Gender Gap Genesis
Late last year, a study was published in Proceedings of the National Academy of Sciences which tried to pin down origins for the gender gap in mathematics education. As I've discussed before, the gender gap in math education is shrinking, and has been shown to be less about biology and more about culture - in cultures where gender equality is weaker, the gender gap is stronger. Nevertheless, even in American culture, the gender gap still persists, and this study by Sian Beilock and others has tried to figure out how, if the gender gap is culturally based, it comes about in young students. The original study can be found here, while a discussion of the study that was featured in the news can be found here.
Professor Beilock and her colleagues tried to correlate young students' math anxiety with the math anxiety of their teachers. In particular, they looked at 1st and 2nd grade students, of whom a vast majority (over 90%) have teachers who are female. The study assessed the math anxiety of the teachers and measured the math achievement of the students at the beginning and end of the year. Here are the results, taken from the introduction to the paper:
There was no relation between a teacher’s math anxiety and her students’ math achievement at the beginning of the school year. By the school year’s end, however, the more anxious teachers were about math, the more likely girls (but not boys) were to endorse the commonly held stereotype that “boys are good at math, and girls are good at reading” and the lower these girls’ math achievement. Indeed, by the end of the school year, girls who endorsed this stereotype had significantly worse math achievement than girls who did not and than boys overall.

Work to complete>
**a)** According to the gender gap article, what share of 1st and 2nd grade students have female teachers?
**b)** Reproduce the gender gap article word for word, everything from "Gender Gap Genesis" down to "be found here.".
**c)** Write the next part of the gender gap article, picking up after its last sentence.

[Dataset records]
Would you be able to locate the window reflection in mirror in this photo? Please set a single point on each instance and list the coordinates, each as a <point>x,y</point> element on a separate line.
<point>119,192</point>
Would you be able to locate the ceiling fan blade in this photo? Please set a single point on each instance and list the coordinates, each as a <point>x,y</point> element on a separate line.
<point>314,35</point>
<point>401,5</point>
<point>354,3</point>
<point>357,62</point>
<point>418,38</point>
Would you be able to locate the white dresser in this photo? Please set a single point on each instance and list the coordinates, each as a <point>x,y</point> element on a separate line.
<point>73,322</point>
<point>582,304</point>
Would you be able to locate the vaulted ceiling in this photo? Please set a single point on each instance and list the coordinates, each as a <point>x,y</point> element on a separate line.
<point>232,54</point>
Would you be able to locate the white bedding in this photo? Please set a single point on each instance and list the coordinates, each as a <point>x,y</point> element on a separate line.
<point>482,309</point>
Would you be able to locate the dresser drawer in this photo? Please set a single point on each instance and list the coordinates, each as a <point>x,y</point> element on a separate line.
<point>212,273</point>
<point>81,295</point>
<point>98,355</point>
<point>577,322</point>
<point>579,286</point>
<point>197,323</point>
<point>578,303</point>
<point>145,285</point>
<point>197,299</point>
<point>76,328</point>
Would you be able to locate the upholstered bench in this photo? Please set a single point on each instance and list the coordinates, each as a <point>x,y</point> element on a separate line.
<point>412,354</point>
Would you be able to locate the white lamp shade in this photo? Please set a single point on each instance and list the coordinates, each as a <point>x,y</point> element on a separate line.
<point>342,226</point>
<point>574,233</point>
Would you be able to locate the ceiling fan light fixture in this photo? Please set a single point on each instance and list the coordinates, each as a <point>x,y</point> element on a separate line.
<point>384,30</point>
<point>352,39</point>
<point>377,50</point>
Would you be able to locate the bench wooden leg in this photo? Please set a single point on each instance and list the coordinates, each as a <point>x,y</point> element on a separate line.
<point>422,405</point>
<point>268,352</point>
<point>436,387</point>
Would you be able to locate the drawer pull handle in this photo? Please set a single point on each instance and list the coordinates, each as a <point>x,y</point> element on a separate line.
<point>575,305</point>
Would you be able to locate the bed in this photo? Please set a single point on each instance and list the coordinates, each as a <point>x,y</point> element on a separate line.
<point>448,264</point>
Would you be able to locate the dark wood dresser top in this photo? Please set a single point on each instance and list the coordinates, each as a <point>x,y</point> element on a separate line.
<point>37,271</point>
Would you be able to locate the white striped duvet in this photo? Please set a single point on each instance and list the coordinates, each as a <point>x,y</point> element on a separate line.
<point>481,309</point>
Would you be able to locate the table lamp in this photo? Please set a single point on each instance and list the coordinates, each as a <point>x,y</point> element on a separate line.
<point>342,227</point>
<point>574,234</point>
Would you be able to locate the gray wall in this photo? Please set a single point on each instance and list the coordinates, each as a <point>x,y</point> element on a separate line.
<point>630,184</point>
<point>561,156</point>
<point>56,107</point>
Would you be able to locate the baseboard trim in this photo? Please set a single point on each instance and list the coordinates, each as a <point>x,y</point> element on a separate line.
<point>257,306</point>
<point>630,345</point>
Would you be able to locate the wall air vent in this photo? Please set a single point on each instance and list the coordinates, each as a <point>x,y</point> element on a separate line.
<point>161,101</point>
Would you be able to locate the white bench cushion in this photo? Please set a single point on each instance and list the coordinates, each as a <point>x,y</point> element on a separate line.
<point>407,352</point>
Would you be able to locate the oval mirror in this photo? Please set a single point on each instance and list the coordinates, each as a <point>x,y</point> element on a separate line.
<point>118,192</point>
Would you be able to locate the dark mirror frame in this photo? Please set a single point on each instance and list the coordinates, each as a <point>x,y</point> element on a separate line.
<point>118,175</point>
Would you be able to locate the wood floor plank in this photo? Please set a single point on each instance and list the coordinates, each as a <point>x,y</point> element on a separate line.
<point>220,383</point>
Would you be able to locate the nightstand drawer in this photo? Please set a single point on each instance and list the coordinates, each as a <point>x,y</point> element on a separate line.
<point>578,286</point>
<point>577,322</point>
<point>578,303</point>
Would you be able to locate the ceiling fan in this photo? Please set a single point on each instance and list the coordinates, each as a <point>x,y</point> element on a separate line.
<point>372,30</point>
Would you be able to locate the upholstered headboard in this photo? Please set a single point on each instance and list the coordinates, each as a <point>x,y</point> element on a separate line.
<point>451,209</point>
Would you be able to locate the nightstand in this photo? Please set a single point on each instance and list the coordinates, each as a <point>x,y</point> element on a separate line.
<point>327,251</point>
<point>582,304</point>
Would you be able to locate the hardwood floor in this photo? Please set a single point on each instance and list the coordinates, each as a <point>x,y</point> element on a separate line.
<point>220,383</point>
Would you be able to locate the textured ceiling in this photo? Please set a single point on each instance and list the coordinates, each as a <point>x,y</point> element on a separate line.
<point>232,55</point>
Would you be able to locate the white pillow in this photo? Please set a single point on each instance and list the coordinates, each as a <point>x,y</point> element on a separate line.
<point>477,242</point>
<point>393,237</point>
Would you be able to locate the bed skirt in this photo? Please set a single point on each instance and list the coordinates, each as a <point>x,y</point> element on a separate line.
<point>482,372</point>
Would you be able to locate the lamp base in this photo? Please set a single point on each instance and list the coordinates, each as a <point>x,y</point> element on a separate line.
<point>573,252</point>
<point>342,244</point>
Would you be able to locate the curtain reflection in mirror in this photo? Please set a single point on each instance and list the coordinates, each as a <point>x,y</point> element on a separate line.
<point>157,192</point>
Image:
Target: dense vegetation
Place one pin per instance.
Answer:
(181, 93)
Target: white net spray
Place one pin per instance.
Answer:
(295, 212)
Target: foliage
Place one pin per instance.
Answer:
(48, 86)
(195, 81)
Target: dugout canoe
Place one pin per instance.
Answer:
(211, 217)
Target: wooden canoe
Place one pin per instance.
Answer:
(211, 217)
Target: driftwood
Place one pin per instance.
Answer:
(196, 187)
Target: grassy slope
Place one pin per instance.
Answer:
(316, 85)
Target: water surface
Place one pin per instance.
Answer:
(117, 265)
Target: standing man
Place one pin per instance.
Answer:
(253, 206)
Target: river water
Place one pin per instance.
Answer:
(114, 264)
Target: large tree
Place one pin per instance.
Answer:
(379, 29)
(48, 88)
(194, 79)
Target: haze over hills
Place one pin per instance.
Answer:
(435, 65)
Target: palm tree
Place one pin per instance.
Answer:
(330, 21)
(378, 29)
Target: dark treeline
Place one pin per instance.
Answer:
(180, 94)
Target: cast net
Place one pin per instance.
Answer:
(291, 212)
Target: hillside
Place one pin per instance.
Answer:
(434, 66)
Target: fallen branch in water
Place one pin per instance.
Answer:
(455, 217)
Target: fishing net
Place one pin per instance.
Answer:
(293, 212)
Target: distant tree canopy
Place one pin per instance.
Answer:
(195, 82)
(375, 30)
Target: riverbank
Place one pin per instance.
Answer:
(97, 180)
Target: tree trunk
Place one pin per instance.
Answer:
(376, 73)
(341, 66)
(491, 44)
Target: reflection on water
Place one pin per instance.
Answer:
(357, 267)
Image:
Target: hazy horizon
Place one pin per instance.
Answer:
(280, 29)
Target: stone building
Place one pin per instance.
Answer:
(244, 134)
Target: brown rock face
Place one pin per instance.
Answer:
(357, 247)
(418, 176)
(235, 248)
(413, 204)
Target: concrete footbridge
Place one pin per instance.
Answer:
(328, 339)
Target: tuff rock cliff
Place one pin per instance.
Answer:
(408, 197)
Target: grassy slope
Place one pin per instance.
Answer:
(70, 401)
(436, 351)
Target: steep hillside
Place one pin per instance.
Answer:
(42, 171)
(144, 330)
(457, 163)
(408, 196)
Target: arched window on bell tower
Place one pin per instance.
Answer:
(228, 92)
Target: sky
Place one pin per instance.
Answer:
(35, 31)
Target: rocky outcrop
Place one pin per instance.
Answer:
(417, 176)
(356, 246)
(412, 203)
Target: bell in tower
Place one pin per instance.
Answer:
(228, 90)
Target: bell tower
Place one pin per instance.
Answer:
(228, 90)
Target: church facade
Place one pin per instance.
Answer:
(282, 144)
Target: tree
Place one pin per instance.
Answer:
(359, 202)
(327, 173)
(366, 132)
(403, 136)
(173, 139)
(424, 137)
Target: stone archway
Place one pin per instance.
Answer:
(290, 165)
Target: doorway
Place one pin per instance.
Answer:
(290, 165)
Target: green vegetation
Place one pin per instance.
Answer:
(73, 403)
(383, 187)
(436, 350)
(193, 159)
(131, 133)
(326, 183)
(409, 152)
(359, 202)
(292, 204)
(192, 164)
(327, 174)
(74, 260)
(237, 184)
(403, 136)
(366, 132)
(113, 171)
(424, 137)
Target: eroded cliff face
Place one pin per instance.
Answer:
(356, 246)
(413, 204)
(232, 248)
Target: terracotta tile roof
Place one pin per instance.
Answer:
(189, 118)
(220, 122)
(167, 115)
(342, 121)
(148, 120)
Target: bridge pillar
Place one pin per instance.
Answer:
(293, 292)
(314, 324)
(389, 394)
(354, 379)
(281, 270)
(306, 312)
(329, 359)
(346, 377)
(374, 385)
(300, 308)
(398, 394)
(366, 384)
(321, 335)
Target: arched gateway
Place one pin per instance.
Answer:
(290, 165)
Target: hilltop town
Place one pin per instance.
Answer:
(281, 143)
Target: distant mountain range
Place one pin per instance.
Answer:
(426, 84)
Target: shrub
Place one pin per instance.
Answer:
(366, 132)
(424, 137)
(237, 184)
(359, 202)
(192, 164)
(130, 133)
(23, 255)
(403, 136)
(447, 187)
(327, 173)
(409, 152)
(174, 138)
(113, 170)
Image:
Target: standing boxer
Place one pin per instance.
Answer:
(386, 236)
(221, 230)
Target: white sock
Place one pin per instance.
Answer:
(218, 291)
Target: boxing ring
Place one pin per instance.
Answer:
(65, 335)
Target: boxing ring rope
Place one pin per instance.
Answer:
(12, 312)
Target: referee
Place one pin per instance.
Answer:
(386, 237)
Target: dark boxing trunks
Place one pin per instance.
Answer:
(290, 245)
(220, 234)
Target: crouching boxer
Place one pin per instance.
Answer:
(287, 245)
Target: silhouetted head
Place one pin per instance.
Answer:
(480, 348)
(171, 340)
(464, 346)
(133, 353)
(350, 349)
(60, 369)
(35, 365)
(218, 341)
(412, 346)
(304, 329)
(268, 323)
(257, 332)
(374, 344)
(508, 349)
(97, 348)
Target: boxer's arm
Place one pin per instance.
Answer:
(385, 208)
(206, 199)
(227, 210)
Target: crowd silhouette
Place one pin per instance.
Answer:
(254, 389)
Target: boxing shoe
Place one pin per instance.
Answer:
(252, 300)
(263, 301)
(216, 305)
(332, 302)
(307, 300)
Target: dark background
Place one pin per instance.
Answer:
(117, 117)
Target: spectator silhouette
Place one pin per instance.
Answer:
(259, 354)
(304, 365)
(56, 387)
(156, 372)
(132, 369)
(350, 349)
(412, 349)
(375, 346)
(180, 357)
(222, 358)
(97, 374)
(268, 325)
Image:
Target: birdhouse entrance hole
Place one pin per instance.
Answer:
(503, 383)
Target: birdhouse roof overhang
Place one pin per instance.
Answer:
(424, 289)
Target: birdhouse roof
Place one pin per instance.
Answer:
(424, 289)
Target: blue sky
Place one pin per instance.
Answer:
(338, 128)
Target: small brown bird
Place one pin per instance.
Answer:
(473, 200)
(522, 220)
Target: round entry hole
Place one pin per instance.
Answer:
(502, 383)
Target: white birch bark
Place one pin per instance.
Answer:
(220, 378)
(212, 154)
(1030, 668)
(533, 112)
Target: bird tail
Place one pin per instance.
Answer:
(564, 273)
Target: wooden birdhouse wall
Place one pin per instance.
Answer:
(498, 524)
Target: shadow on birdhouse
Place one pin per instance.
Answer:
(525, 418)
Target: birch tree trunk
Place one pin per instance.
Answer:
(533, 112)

Responses in order>
**a)** Over 90%.

**b)**
Gender Gap Genesis
Late last year, a study was published in Proceedings of the National Academy of Sciences which tried to pin down origins for the gender gap in mathematics education. As I've discussed before, the gender gap in math education is shrinking, and has been shown to be less about biology and more about culture - in cultures where gender equality is weaker, the gender gap is stronger. Nevertheless, even in American culture, the gender gap still persists, and this study by Sian Beilock and others has tried to figure out how, if the gender gap is culturally based, it comes about in young students. The original study can be found here, while a discussion of the study that was featured in the news can be found here.

**c)**
These findings make intuitive sense, and lend further support for the need to better our mathematics education at all levels, or at the very least require primary educators to study mathematics more seriously. Teaching mathematics with confidence is not something that comes automatically, even for those who may have been good at math in their early years.
It's interesting that boys weren't more likely to endorse the view that boys are good at math and girls are good at reading if their teacher had math anxiety. I'd be curious to see what the case is in a classroom led by a male teacher, both with and without math anxiety. Given the dearth of male primary educators, however, this type of data may be harder to acquire. In any event, the lesson here is clear: if you want your daughter to not fear math, it wouldn't hurt to demand that her teachers not fear it either. Or at the very least, demand that any math fear be exhibited only by male teachers. That may be a cheaper solution.
I'd also be interested in knowing whether this trend can be reversed by a suitably competent teacher. If a group of 2nd grade girls is taught math by a woman who is unqualified, but in 6th grade is taught by a woman who is exceptional, can this help undo the damage that the 2nd grade teacher has done? I would hope so.
It's too bad Prezbo doesn't have lady parts.